Stated task: Shift every coordinate in the listing below by adding -130 to each number. Rewrite all lines from the line that has "target | pink orchid flower" through the line that has "(261, 1299)", keeping the other text on those lines unchanged.

Extracted information:
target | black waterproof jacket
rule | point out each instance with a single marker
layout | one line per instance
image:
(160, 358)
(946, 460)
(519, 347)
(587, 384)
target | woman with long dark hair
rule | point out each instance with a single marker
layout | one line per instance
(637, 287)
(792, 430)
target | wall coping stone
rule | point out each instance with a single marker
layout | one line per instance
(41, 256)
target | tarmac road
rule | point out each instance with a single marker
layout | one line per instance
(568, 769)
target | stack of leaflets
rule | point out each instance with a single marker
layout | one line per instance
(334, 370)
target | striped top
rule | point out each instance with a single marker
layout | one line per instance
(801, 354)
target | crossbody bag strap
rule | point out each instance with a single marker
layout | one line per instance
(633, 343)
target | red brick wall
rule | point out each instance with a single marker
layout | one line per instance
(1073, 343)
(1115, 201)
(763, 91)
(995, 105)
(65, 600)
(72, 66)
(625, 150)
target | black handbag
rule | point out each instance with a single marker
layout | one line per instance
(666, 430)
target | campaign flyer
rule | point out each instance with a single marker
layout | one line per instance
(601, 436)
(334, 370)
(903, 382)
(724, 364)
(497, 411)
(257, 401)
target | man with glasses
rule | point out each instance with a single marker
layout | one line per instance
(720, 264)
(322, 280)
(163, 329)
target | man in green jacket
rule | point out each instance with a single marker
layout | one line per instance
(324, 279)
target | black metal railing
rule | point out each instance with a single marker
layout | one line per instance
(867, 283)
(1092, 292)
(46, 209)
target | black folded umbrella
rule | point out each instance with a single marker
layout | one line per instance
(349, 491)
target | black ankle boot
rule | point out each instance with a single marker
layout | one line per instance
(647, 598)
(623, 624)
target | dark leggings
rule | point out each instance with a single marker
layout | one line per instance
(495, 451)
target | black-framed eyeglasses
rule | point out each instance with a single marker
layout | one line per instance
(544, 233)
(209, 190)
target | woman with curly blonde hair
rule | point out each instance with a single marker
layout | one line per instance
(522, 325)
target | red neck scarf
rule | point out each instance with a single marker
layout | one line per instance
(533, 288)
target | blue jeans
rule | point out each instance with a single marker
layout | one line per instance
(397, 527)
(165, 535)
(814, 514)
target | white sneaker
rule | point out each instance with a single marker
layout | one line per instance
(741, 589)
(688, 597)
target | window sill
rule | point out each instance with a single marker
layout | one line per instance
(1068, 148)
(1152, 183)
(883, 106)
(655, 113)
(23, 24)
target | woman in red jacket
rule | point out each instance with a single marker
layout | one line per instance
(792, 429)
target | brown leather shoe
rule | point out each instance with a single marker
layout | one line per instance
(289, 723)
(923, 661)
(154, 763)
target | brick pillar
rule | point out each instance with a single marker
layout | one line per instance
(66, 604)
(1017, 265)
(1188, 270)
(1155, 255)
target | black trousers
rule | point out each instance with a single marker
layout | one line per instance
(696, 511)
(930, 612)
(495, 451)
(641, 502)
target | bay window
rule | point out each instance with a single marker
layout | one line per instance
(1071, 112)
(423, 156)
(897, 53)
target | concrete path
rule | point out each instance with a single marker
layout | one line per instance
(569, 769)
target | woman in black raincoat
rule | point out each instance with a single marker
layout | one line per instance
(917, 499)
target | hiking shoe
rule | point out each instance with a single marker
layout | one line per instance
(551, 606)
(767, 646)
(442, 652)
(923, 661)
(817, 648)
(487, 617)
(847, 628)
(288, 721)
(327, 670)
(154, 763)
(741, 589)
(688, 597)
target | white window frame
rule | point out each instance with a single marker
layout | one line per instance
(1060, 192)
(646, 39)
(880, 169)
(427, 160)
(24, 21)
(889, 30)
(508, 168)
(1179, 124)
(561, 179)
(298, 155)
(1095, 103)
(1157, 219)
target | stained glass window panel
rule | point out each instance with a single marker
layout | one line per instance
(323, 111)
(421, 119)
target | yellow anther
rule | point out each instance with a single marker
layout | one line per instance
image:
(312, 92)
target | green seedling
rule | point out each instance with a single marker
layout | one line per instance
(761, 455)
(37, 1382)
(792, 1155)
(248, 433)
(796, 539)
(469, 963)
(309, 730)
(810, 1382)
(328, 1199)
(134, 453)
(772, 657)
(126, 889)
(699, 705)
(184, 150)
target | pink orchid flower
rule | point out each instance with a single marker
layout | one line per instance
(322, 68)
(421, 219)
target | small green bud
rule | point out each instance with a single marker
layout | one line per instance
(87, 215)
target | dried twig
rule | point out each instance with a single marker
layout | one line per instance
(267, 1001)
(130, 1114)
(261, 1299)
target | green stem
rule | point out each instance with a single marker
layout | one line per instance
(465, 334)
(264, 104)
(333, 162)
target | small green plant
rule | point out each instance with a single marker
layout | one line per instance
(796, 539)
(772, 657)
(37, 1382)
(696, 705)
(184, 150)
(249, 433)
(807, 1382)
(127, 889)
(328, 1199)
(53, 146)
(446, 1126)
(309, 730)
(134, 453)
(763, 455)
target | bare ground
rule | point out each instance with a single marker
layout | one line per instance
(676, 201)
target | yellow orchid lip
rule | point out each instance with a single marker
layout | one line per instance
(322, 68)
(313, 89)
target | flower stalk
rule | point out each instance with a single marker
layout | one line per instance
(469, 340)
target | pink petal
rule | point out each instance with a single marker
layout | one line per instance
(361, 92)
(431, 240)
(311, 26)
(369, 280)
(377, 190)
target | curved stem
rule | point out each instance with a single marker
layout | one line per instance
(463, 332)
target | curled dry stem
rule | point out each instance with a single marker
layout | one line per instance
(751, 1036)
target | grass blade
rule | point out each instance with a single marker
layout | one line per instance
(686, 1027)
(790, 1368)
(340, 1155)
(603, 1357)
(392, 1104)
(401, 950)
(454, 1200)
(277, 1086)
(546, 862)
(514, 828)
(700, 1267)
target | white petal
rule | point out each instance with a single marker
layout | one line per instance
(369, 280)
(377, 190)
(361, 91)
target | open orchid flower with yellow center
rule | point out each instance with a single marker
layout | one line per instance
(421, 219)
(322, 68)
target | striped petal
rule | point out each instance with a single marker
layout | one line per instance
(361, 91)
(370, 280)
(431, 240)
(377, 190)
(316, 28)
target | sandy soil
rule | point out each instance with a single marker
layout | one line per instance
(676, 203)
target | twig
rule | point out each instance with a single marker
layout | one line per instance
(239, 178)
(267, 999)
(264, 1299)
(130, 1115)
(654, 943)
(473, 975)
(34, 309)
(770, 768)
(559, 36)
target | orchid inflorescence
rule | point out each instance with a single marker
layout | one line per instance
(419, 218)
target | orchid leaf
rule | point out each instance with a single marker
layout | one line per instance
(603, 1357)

Written solution:
target | pink orchid flower
rule | point out each instance with a single marker
layout | one line per instance
(192, -62)
(291, 89)
target | small green bud
rule | point out each instance with a single marker
layout | one line per instance
(-43, 85)
target | dried twig
rule | point out each instance with a single marker
layout | one line per instance
(137, 871)
(0, 984)
(131, 1169)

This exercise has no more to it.